→ **Quoted passage**:
■ ■ ■ ■ ■

Return Type Annotations

What?

Type Assertion

x = 4::Int

"this value must be an Int"

Type Annotation

x::Int = 4

"this variable must contain an Int"

Return Type Annotation

function x_func()::Int
    return 4
end

"this method must return an Int"

Can depend on types

# base/complex.jl
function ^(z::Complex{T}, p::Complex{T})::Complex{T} where T<:AbstractFloat
    if p == 2 #square
        zr, zi = reim(z)
        x = (zr-zi)*(zr+zi)
        y = 2*zr*zi
        if isnan(x)
            if isinf(y)
                x = copysign(zero(T),zr)
            elseif isinf(zi)
                x = convert(T,-Inf)
            elseif isinf(zr)
                x = convert(T,Inf)
            end
        elseif isnan(y) && isinf(x)
            y = copysign(zero(T), y)
        end
        Complex(x,y)
    elseif z!=0
        if p!=0 && isinteger(p)
            rp = real(p)
            if rp < 0
                return power_by_squaring(inv(z), convert(Integer, -rp))
            else
                return power_by_squaring(z, convert(Integer, rp))
            end
        end
        exp(p*log(z))
    elseif p!=0 #0^p
        zero(z) #CHECK SIGNS
    else #0^0
        zer = copysign(zero(T),real(p))*copysign(zero(T),imag(z))
        Complex(one(T), zer)
    end
end

Can depend on functions of types

# base/bool.jl
function *(x::Bool, y::T)::promote_type(Bool,T) where T<:Unsigned
    return ifelse(x, y, zero(y))
end

Can depend on functions of arguments

# base/random.jl
function nth(iter, n::Integer)::eltype(iter)
    for (i, x) in enumerate(iter)
        i == n && return x
    end
end

Applies to any and all return statements

How?

Magic!

aka lowering

julia> foo()::Int = 3
foo (generic function with 1 method)

julia> @code_typed foo()
CodeInfo(:(begin
        return 3
    end))=>Int64

julia> @code_lowered foo()
CodeInfo(:(begin
        nothing
        return (Core.typeassert)((Base.convert)(Main.Int, 3), Main.Int)
    end))

becomes

foo()::Int = 3
foo() = convert(Int, 3)::Int

Why?

Why?

  • Compiler hints
# src/JuMP.jl
# Returns the number of rows used by SDP constraints in the
# MPB conic representation (excluding symmetry constraints)
#   Julia seems to not be able to infer the return type
#   (probably because c.terms is Any) so getNumSDPRows tries 
#   to call zero(Any)... Using ::Int solves this issue
function getNumRows(c::SDConstraint)::Int
    n = size(c.terms, 1)
    (n * (n+1)) ÷ 2
end

Why?

  • Compiler hints
  • Simplifying output conversions
# base/hashing2.jl
function decompose(x::BigFloat)::Tuple{BigInt, Int, Int}
    isnan(x) && return 0, 0, 0
    isinf(x) && return x.sign, 0, 0
    x == 0 && return 0, 0, x.sign
    s = BigInt()

■ ■ ■ ■ ■

→ **Direction 1**:
Reproduce the return type annotations text between "elseif isinf(zi)" and "y = copysign(zero(T), y)", inclusive, substituting "flipsign" for each occurrence of "copysign".
→ **Direction 2**:
Carry on the text about Julia return type annotations, starting right after its last line.

■ ■ ■ ■ ■

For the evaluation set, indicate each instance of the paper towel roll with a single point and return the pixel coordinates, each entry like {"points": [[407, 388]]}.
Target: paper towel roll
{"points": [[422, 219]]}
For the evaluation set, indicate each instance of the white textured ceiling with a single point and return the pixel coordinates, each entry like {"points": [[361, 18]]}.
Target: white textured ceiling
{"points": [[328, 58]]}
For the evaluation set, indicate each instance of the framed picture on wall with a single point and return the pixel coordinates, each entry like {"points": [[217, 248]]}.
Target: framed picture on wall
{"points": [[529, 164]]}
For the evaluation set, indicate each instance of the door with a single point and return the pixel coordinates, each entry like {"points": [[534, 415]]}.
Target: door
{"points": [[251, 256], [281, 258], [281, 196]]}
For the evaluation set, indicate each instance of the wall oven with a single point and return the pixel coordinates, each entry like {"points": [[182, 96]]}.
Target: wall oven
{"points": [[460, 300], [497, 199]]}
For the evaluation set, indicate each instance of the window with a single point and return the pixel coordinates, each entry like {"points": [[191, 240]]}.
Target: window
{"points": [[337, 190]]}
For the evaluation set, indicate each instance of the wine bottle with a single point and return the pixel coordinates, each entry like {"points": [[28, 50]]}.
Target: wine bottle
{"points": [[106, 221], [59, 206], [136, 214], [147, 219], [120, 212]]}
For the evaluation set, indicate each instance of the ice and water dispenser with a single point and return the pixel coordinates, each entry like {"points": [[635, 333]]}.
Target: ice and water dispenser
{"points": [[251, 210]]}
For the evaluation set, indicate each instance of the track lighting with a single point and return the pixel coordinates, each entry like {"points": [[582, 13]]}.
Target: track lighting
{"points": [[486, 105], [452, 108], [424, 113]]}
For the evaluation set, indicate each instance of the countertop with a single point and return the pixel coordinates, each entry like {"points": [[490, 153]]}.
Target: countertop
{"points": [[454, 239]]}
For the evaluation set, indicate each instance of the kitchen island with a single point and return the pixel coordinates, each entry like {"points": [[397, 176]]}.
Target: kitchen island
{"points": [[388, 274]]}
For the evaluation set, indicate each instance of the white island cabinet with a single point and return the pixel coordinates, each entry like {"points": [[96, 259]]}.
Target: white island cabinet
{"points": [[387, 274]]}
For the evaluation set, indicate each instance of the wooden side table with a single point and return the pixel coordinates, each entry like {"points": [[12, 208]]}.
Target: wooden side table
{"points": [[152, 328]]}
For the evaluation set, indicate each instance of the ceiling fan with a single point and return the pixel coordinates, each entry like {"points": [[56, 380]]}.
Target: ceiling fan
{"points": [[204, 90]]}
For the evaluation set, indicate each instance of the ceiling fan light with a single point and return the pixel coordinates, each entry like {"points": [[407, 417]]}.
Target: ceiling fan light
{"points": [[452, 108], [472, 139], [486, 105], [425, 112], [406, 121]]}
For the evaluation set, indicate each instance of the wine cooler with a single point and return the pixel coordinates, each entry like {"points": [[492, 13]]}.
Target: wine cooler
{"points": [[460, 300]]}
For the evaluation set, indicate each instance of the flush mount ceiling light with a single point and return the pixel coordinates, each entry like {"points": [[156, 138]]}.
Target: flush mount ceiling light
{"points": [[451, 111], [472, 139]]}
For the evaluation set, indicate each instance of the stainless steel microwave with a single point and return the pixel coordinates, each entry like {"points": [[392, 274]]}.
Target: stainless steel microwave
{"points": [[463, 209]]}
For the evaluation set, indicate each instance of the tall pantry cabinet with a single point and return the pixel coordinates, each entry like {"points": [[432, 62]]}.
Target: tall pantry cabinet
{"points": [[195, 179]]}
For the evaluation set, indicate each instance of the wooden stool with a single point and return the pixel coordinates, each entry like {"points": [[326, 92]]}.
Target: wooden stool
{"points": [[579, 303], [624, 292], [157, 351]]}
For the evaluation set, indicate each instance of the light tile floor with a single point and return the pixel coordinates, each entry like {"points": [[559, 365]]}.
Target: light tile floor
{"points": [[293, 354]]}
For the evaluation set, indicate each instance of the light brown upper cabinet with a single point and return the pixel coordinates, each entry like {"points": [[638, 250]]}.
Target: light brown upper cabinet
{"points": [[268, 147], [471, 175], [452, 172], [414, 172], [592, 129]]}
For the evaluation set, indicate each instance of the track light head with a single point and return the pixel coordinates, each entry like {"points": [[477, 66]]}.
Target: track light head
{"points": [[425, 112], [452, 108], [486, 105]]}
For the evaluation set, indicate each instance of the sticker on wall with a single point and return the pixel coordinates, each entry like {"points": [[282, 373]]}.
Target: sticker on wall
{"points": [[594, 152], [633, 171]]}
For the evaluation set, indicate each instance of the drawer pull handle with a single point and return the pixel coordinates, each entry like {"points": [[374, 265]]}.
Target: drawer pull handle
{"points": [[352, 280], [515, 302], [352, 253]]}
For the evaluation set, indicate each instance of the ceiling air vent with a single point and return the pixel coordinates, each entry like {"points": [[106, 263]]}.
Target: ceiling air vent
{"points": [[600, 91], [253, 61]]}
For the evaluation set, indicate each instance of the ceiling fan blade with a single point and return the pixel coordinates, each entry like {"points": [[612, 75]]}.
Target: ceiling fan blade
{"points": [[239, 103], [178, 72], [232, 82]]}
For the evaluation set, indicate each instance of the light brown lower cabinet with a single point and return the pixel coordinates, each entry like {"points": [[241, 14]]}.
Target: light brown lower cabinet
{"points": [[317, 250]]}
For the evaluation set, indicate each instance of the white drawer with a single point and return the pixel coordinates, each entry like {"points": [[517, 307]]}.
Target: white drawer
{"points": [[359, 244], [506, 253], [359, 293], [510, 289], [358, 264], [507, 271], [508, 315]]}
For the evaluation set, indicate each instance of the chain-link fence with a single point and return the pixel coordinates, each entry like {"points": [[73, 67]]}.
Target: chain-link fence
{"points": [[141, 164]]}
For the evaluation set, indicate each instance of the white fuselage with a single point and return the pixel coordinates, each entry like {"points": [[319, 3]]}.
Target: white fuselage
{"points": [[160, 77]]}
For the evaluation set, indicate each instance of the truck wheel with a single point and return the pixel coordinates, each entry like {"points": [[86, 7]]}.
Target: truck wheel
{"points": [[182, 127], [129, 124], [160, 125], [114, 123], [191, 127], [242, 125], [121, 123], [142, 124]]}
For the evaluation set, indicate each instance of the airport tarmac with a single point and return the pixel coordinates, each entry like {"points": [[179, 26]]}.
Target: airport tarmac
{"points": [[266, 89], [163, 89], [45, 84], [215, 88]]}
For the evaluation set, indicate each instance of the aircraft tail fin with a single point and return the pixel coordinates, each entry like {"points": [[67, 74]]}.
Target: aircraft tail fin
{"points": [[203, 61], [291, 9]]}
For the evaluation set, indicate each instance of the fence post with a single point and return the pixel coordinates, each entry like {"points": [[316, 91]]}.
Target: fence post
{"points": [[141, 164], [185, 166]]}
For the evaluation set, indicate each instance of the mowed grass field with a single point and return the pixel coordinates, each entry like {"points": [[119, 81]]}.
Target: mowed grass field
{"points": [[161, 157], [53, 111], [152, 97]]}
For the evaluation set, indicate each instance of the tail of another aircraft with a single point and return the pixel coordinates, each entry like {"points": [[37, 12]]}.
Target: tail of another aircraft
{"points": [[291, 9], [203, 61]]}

■ ■ ■ ■ ■

→ **Response 1**:
elseif isinf(zi)
                x = convert(T,-Inf)
            elseif isinf(zr)
                x = convert(T,Inf)
            end
        elseif isnan(y) && isinf(x)
            y = flipsign(zero(T), y)

→ **Response 2**:
    s.size = cld(x.prec, 8*sizeof(GMP.Limb)) # limbs
    b = s.size * sizeof(GMP.Limb)            # bytes
    ccall((:__gmpz_realloc2, :libgmp), Void, (Ptr{BigInt}, Culong), &s, 8b) # bits
    ccall(:memcpy, Ptr{Void}, (Ptr{Void}, Ptr{Void}, Csize_t), s.d, x.d, b) # bytes
    s, x.exp - 8b, x.sign
end
# this slide
function add{T<:Number,S<:Number}(x::Nullable{T}, y::Nullable{S})::Nullable{promote_type(T, S)}
    if !isnull(x) && !isnull(y)
        get(x) + get(y)
    else
        Nullable()
    end
end

Why?

  • Compiler hints
  • Simplifying output conversions
  • Documentation!
"""
    Filter

I wrapper around a function that takes a log `Record` and returns
a bool whether to skip logging it.

# Fields
`f::Function`: a function that should return a bool given a `Record`
"""
immutable Filter
    f::Function
end

function (filter::Filter)(rec::Record)::Bool
    return filter.f(rec)
end

Let's get creative!

using Base.Test

# trick the compiler into allowing us to construct a type which
# dispatches as Number but has a distinct name
const Squared = Union{<:Number, <:Number}

Base.convert(::Type{Squared}, x::Number) = x * x

add(x, y)::Squared = x + y

@test add(2, 2) == 16

Maybe not that creative...

ResultTypes.jl

By Eric Davies

That's me!

Result{T, E<:Exception}
  • value-or-error type for Julia
  • big performance gains by avoiding try-catch
  • uses return type annotations to look nice!
const DivResult = Result{Int, DivideError}

function integer_division(x::Int, y::Int)::DivResult
    if y == 0
        return DivideError()
    else
        return div(x, y)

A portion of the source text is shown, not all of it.